» **要件**:
a) クリスマス前の匿名の寄付を伝える記事について、次の記述が記事の内容と一致するかを判定せよ。各記述にはい・いいえで答え、判断の根拠となる記事の文言をそのまま引用すること。(i) 封筒には1万円札が15枚入っていた。(ii) 青葉学園では2歳から高校3年生までの53人が生活している。(iii) 封筒は25日に郵便で届いた。
b) レコードに含まれるすべての行を、一字一句変えずに書き写せ。

» **本文**:
県内ニュース

主要

  • Check

子ども見守る心あったか Xマス前に匿名の浄財

 今年はちょっとすてきなクリスマス-。福島市の児童養護施設「青葉学園」の副園長神戸まり子さん(60)は、25日に開くクリスマス会で園児に配るプレゼントの袋詰めに、職員と共に追われていた。プレゼントに例年よりも少しだけお金を掛けることができた。
 今月6日、差出人不明の封筒が郵便で届いたからだ。中にはしわくちゃの1万円札が15枚と、「子どもたちに温かいクリスマスを」との手紙。袋を開けた時の子どもの喜ぶ姿を思い浮かべ、自然と笑顔になった。
   ◇   ◇
 家庭の事情などを理由に2歳から高校3年生までの53人が生活する。昨年3月に東日本大震災が発生した際には強い余震が続く中、園児全員で一緒にストーブを囲んだり、寝たりした。「パパ、ママに会いたい…」と泣き出す幼い子どももいたが、年上の子どもが必死に励ました。みんなで恐怖を乗り越えた。

» **対象レコード**:

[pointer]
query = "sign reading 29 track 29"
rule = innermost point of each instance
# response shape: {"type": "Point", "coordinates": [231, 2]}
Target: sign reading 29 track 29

» **解答**:
a)
(i) はい。「中にはしわくちゃの1万円札が15枚と」
(ii) はい。「2歳から高校3年生までの53人が生活する」
(iii) いいえ。「今月6日、差出人不明の封筒が郵便で届いたからだ」

b)
[pointer]
query = "sign reading 29 track 29"
rule = innermost point of each instance
# response shape: {"type": "Point", "coordinates": [231, 2]}
Target: sign reading 29 track 29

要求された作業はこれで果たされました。